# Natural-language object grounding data
□ □ □ □ □ □ □

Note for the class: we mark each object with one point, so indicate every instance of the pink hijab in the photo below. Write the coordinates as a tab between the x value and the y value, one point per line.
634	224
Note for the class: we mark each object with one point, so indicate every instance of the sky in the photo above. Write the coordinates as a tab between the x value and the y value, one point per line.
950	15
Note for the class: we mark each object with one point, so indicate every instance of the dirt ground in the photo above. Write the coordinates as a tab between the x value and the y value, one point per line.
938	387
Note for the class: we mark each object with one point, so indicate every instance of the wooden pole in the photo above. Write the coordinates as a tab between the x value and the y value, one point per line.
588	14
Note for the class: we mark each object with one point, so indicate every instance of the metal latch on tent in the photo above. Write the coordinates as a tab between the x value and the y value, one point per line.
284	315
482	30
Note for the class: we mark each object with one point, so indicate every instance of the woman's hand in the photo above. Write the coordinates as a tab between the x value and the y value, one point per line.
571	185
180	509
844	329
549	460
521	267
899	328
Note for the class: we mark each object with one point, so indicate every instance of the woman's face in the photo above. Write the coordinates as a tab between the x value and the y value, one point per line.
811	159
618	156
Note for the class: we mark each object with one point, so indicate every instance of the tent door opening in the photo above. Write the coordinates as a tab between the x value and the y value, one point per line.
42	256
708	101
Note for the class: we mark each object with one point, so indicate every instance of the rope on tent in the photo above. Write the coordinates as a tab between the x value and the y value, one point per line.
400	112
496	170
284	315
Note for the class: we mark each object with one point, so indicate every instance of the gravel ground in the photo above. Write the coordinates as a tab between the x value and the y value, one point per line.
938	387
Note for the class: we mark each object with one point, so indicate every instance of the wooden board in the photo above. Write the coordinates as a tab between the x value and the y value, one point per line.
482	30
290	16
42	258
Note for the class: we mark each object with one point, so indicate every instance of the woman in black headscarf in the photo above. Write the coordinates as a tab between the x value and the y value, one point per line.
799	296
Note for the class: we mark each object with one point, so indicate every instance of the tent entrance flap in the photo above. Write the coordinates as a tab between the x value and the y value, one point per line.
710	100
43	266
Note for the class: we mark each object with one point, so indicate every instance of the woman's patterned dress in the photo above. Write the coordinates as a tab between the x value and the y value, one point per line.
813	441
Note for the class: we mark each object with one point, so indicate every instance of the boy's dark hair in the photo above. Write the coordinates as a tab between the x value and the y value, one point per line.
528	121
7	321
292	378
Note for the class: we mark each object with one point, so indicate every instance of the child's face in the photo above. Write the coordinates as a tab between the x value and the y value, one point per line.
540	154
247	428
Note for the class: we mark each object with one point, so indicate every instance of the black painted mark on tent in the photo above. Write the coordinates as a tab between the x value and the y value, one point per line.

□ □ □ □ □ □ □

# Task prompt
Extract each record, keeping it identical to the original.

# Answer to this exercise
Note for the class: we mark each object with one point, so indicate every instance of the pink hijab in the photo below. Write the coordinates as a tab between the x value and the y value, one point per line.
634	224
Note for the class: we mark each object with one point, so indicate every instance of the sky in the photo above. Write the coordinates as a tab between the x value and the y value, one point per line.
950	15
Note for the class: we mark each object with one point, so indicate every instance of the dirt ground in the photo above. Write the coordinates as a tab between the x value and the y value, one point per line.
938	387
Note for the class: we mark each object with one point, so indicate every instance of the wooden pole in the photo above. Write the coordinates as a tab between the x value and the y value, one point per line.
588	14
Note for the class: we mark each object with one point, so indicate every instance of the metal latch on tent in the photo above. Write the coordinates as a tab between the x value and the y value, one point per line.
284	315
482	30
Note for the class: we mark each object with one point, so indicate every instance of the woman's hand in the photo above. Write the coordinates as a tab between the x value and the y value, one point per line.
571	185
180	509
844	329
549	460
521	267
899	328
Note for the class: we mark each object with one point, so indicate every instance of the woman's face in the photo above. Write the coordinates as a tab between the x value and the y value, one point per line.
811	159
618	156
Note for the class: we mark each object with one point, so indicate every instance of the tent door opening in the photo above. Write the coordinates as a tab between the x value and the y value, one point per line.
42	256
708	101
Note for the class: we mark each object with one point, so indicate every instance of the rope on tent in the photo above. Write the coordinates as a tab between the x value and the y value, one point per line.
400	112
496	170
284	315
Note for the class: we mark each object with one point, so indicate every instance of the gravel ground in the photo above. Write the coordinates as a tab between the x value and the y value, one point per line.
938	387
Note for the class: we mark each object with one point, so indicate every instance of the wooden board in the photo above. Write the coordinates as a tab between the x value and the y value, one point per line.
482	30
290	16
42	258
Note for the class: we mark each object with one point, so indicate every instance of the woman in black headscarf in the photo above. Write the coordinates as a tab between the x value and the y value, one point per line.
799	296
Note for the class: we mark each object with one point, so indicate every instance of the tent entrance flap in the photo above. Write the coordinates as a tab between the x value and the y value, one point per line.
710	100
43	266
Note for the class: we mark each object with one point, so indicate every instance of the woman's patterned dress in the photo above. Write the coordinates as a tab between the x value and the y value, one point per line.
813	441
Note for the class: we mark each object with one point, so indicate every instance of the boy's dark hair in the photo above. Write the coordinates as a tab between the x value and the y value, one point per line.
528	121
7	321
292	378
Note for the class: we mark each object with one point, so indicate every instance of the child's face in the photo above. Write the coordinates as a tab between the x value and the y value, one point per line.
540	154
247	428
Note for the class: we mark each object with one point, so indicate every instance of the black painted mark on tent in the photo above. Write the coordinates as a tab between the x value and the y value, one point per line.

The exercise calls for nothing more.